+++ Document segment +++
The optimal controls can be simplified as:

(23)

\begin{equation} \begin{split} \boldsymbol{u}_{t_{i}}=\int p(\boldsymbol{\tau}_{i}|\boldsymbol{x}_{i})\boldsymbol{u}_{L}(\boldsymbol{\tau }_{i})d\boldsymbol{\tau }_{i}. \end{split} \end{equation}

However, the above analytic solutions depend on the system model $\boldsymbol{f}_{t}$ . Using the PI algorithm, the probability of trajectory $\tau _{i,k}$ , that is, the $k$ -th path generated randomly in the start state $\boldsymbol{x}_{t_{i}}$ , is updated as:

(24)

\begin{equation} P(\tau _{i,k})=\frac{\exp \left({-}\frac{1}{\lambda }S(\tau _{i,k})\right)}{\sum \limits _{j=1}^{K}\exp \left({-}\frac{1}{\lambda }S\left(\tau _{i,j}\right)\right)}. \end{equation}

The control vector can be iterated as:

(25)

\begin{equation} \begin{split} \boldsymbol{u}=\boldsymbol{u}+\sum \limits _{k=1}^{K}P(\tau _{i,k})\frac{\boldsymbol{R}^{-1}\boldsymbol{G}_{t_{i},k}\boldsymbol{G}_{t_{i},k}^{T}}{\boldsymbol{G}_{t_{i},k}^{T}\boldsymbol{R}^{-1}\boldsymbol{G}_{t_{i},k}}. \end{split} \end{equation}

The objective is to find $\boldsymbol{u}_{i}$ that minimizes the cost function corresponding to the trajectory $\tau _{i}$ generated by the control variable:

(26)

\begin{equation} \begin{split} V=\min \limits _{u}E_{\tau _{i}}[R(\tau _{i})]=\min \limits _{u}\int R(\tau _{i})P(\tau _{i})d\tau _{i} \end{split}. \end{equation}

The probability of trajectory $\tau _{i}$ is computed as:

(27)
+++
Copy the full text on optimal control and trajectory probabilities word for word, keeping every equation as it appears. The items have no connection to the text.
+++ Data supplied +++
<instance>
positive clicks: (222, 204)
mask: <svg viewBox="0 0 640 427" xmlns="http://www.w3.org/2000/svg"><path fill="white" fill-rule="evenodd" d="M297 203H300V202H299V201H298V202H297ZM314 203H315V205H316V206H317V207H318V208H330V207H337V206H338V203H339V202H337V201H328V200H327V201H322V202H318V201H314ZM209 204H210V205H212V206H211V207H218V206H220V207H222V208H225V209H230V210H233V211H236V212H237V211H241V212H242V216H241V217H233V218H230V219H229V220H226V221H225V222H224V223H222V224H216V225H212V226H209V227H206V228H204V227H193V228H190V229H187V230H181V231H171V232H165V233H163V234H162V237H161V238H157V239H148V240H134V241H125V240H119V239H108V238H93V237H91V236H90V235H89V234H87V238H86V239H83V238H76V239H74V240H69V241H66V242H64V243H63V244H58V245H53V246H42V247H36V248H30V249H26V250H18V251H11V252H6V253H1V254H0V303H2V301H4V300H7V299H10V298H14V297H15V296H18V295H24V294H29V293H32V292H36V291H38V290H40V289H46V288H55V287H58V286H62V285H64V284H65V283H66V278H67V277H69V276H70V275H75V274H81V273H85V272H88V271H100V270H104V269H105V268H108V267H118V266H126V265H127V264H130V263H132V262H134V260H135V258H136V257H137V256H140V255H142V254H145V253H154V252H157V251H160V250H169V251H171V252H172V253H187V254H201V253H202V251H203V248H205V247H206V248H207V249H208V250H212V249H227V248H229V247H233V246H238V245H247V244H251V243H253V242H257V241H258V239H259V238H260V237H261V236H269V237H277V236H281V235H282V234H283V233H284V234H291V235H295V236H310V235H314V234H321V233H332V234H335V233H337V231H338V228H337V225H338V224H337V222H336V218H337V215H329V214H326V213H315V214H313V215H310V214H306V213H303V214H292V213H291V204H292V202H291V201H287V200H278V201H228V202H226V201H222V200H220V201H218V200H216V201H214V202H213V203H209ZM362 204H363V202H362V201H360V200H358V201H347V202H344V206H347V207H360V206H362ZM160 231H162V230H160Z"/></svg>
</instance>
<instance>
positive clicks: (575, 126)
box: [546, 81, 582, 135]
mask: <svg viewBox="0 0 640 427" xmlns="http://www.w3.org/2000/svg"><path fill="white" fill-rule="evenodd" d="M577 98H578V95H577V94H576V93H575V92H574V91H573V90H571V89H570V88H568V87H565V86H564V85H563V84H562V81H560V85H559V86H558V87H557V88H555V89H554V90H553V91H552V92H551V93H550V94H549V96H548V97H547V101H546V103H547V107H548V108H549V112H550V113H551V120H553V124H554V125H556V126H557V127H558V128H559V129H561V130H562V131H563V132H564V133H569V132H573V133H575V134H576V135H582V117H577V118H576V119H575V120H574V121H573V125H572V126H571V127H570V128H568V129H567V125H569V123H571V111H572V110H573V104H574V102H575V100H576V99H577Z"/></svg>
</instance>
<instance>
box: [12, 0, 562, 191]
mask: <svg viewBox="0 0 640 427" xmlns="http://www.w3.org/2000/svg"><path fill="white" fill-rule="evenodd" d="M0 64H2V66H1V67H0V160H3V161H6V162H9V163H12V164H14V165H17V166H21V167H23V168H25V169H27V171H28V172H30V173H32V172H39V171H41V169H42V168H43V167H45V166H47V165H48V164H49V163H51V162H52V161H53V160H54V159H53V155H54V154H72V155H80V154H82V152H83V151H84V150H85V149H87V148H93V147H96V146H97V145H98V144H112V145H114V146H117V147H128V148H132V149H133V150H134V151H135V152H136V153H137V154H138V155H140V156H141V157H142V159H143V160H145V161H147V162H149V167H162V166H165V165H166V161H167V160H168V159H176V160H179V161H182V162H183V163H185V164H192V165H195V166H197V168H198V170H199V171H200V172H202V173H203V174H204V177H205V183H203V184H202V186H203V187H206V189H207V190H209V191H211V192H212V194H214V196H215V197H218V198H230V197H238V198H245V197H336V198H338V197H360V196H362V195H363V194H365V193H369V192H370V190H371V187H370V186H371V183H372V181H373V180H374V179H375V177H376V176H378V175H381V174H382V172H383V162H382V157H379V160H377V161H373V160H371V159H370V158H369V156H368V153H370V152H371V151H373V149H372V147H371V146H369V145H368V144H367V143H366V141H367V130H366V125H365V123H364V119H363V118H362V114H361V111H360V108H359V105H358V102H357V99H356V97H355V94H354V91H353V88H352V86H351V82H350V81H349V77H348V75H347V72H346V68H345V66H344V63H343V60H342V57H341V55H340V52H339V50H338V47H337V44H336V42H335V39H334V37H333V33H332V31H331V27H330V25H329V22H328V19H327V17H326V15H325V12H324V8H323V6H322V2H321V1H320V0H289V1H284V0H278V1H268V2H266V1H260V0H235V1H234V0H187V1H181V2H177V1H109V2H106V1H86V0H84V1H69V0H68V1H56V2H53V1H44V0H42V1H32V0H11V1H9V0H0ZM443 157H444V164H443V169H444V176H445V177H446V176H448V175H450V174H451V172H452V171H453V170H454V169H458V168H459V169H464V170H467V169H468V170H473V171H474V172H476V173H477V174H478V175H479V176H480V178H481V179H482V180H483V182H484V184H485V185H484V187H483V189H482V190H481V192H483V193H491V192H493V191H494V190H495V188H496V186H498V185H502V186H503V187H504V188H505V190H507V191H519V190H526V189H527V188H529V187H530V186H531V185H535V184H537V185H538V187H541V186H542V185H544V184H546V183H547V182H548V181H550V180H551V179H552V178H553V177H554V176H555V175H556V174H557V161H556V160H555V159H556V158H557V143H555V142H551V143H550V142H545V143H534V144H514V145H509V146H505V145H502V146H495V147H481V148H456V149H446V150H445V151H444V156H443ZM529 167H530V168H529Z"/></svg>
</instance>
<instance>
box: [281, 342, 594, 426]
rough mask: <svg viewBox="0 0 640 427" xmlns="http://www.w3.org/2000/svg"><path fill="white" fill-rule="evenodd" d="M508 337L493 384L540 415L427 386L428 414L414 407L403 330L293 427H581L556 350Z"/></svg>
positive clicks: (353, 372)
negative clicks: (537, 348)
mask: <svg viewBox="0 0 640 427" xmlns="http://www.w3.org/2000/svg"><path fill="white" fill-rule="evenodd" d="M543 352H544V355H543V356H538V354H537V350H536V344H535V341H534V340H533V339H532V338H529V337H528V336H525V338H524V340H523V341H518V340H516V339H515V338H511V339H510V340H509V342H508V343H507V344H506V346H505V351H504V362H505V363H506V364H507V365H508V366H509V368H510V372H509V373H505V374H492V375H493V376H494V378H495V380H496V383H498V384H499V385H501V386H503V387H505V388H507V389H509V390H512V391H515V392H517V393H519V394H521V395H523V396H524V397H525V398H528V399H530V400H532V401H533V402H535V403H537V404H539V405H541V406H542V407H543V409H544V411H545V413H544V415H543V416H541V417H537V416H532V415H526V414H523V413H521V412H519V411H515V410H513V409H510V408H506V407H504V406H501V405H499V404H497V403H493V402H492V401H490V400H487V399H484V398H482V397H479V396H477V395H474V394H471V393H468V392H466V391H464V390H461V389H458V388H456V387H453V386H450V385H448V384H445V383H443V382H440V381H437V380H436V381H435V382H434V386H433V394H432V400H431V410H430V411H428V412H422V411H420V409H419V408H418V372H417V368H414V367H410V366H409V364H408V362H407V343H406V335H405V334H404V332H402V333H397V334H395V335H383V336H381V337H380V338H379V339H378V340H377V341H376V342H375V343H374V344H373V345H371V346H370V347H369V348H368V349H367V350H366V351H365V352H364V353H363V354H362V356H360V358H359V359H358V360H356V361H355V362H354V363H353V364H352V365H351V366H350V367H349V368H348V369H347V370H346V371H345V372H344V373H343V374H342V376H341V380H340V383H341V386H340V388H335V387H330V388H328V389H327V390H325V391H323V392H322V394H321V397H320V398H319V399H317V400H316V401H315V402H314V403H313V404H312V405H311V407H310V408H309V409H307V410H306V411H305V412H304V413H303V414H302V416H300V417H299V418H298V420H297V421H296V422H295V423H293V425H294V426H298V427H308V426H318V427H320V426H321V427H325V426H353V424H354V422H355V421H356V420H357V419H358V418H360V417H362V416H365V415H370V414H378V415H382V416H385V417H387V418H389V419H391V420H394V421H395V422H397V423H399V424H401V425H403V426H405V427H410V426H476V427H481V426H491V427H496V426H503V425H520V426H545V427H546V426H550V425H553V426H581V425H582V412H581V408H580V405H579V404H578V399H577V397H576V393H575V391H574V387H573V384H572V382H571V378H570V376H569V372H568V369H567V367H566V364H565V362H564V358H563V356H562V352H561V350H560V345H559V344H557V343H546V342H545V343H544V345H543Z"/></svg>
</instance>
+++
--- Exercise result ---
The optimal controls can be simplified as:

(23)

\begin{equation} \begin{split} \boldsymbol{u}_{t_{i}}=\int p(\boldsymbol{\tau}_{i}|\boldsymbol{x}_{i})\boldsymbol{u}_{L}(\boldsymbol{\tau }_{i})d\boldsymbol{\tau }_{i}. \end{split} \end{equation}

However, the above analytic solutions depend on the system model $\boldsymbol{f}_{t}$ . Using the PI algorithm, the probability of trajectory $\tau _{i,k}$ , that is, the $k$ -th path generated randomly in the start state $\boldsymbol{x}_{t_{i}}$ , is updated as:

(24)

\begin{equation} P(\tau _{i,k})=\frac{\exp \left({-}\frac{1}{\lambda }S(\tau _{i,k})\right)}{\sum \limits _{j=1}^{K}\exp \left({-}\frac{1}{\lambda }S\left(\tau _{i,j}\right)\right)}. \end{equation}

The control vector can be iterated as:

(25)

\begin{equation} \begin{split} \boldsymbol{u}=\boldsymbol{u}+\sum \limits _{k=1}^{K}P(\tau _{i,k})\frac{\boldsymbol{R}^{-1}\boldsymbol{G}_{t_{i},k}\boldsymbol{G}_{t_{i},k}^{T}}{\boldsymbol{G}_{t_{i},k}^{T}\boldsymbol{R}^{-1}\boldsymbol{G}_{t_{i},k}}. \end{split} \end{equation}

The objective is to find $\boldsymbol{u}_{i}$ that minimizes the cost function corresponding to the trajectory $\tau _{i}$ generated by the control variable:

(26)

\begin{equation} \begin{split} V=\min \limits _{u}E_{\tau _{i}}[R(\tau _{i})]=\min \limits _{u}\int R(\tau _{i})P(\tau _{i})d\tau _{i} \end{split}. \end{equation}

The probability of trajectory $\tau _{i}$ is computed as:

(27)